→ **What is asked**: All entries must be extracted exactly, with nothing added or dropped.

^^^^^^^^

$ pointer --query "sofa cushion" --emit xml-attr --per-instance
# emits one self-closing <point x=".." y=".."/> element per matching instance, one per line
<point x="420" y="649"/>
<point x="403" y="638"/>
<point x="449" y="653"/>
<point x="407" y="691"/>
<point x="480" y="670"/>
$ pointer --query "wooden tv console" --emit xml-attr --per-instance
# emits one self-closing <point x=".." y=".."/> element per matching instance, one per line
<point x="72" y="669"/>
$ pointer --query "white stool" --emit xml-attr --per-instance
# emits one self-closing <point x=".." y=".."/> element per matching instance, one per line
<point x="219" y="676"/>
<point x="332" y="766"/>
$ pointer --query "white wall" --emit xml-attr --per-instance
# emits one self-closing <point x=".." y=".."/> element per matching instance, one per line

^^^^^^^^

→ **Response to this task**:
$ pointer --query "sofa cushion" --emit xml-attr --per-instance
# emits one self-closing <point x=".." y=".."/> element per matching instance, one per line
<point x="420" y="649"/>
<point x="403" y="638"/>
<point x="449" y="653"/>
<point x="407" y="691"/>
<point x="480" y="670"/>
$ pointer --query "wooden tv console" --emit xml-attr --per-instance
# emits one self-closing <point x=".." y=".."/> element per matching instance, one per line
<point x="72" y="669"/>
$ pointer --query "white stool" --emit xml-attr --per-instance
# emits one self-closing <point x=".." y=".."/> element per matching instance, one per line
<point x="219" y="676"/>
<point x="332" y="766"/>
$ pointer --query "white wall" --emit xml-attr --per-instance
# emits one self-closing <point x=".." y=".."/> element per matching instance, one per line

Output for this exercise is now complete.